§ **WORK REQUIRED**
Reproduce the material below word for word, from its first line to its last.

§ **RECORD LIST**
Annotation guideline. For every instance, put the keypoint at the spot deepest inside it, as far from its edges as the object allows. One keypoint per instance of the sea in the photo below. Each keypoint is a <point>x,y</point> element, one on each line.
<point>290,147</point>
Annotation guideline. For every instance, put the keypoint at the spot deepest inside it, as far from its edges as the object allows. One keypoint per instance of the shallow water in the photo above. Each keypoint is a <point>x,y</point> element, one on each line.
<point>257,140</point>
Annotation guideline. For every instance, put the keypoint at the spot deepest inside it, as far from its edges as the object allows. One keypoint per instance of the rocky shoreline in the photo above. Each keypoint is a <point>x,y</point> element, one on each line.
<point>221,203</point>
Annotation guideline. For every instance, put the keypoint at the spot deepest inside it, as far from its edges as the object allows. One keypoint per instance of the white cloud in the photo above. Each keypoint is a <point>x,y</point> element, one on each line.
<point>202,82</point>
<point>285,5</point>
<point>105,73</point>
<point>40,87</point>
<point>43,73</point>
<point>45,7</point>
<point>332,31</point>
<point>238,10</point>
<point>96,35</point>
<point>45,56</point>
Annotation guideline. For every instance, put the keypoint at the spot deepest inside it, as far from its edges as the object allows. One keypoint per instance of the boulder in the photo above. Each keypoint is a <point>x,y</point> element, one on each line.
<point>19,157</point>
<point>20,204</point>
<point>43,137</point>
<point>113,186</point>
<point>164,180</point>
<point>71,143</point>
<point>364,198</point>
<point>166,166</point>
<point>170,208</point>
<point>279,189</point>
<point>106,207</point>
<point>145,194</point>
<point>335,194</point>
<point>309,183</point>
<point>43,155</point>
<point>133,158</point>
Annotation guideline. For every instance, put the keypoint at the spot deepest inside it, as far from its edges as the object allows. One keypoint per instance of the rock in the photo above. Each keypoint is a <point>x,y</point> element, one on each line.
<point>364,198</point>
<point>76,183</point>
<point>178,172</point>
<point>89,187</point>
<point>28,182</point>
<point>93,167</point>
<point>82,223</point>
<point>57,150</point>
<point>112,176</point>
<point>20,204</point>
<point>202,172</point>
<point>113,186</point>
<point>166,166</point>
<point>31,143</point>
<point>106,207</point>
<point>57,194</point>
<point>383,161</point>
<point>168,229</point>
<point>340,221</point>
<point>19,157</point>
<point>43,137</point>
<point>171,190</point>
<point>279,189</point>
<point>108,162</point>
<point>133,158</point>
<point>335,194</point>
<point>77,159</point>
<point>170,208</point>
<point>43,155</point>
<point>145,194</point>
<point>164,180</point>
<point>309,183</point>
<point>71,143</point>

§ **COMPLETE OUTPUT**
Annotation guideline. For every instance, put the keypoint at the spot deepest inside it, as far from its edges as the object allows. One keypoint per instance of the sea in the photo below. Each keypoint is a <point>x,y</point> element, one on each line.
<point>290,147</point>
Annotation guideline. For every instance, put the keypoint at the spot deepest inside it, as far from its edges as the object allows. One keypoint per instance of the shallow water in the photo above. Each keypoint is a <point>x,y</point> element, one on each line.
<point>257,140</point>
Annotation guideline. For every instance, put the keypoint at the spot deepest inside it, as far from its edges as the object allows. One keypoint per instance of the rocky shoreline in the photo above. Each keypoint is a <point>x,y</point> element, one on each line.
<point>221,203</point>
Annotation guideline. For every instance, put the keypoint at the spot deepest inside it, as far from its edges as the object allows. One keypoint per instance of the white cloud in the photo above. Each keypoint is a <point>x,y</point> element, one on each line.
<point>202,82</point>
<point>285,5</point>
<point>105,73</point>
<point>40,87</point>
<point>43,73</point>
<point>45,7</point>
<point>332,31</point>
<point>238,10</point>
<point>96,35</point>
<point>45,56</point>
Annotation guideline. For every instance, put the keypoint at the spot deepest inside it, as far from its edges as the object allows. One keypoint per instance of the boulder in the photo above. Each keypoint is a <point>x,y</point> element, one on each line.
<point>19,157</point>
<point>20,204</point>
<point>43,137</point>
<point>113,186</point>
<point>164,180</point>
<point>71,143</point>
<point>364,198</point>
<point>166,166</point>
<point>170,208</point>
<point>279,189</point>
<point>106,207</point>
<point>145,194</point>
<point>335,194</point>
<point>309,183</point>
<point>43,155</point>
<point>133,158</point>
Annotation guideline. For every instance, put the keypoint at the spot deepest inside it, as far from its edges as the object allows. One keypoint per instance of the rock in the photo above. Each keypoint is a <point>x,y</point> element, one on each line.
<point>364,198</point>
<point>76,183</point>
<point>178,172</point>
<point>89,187</point>
<point>28,182</point>
<point>93,167</point>
<point>82,223</point>
<point>57,150</point>
<point>112,176</point>
<point>20,204</point>
<point>202,172</point>
<point>113,186</point>
<point>166,166</point>
<point>31,143</point>
<point>106,207</point>
<point>57,194</point>
<point>383,161</point>
<point>168,229</point>
<point>340,221</point>
<point>19,157</point>
<point>43,137</point>
<point>171,190</point>
<point>279,189</point>
<point>108,162</point>
<point>133,158</point>
<point>335,194</point>
<point>77,159</point>
<point>170,208</point>
<point>43,155</point>
<point>145,194</point>
<point>164,180</point>
<point>309,183</point>
<point>71,143</point>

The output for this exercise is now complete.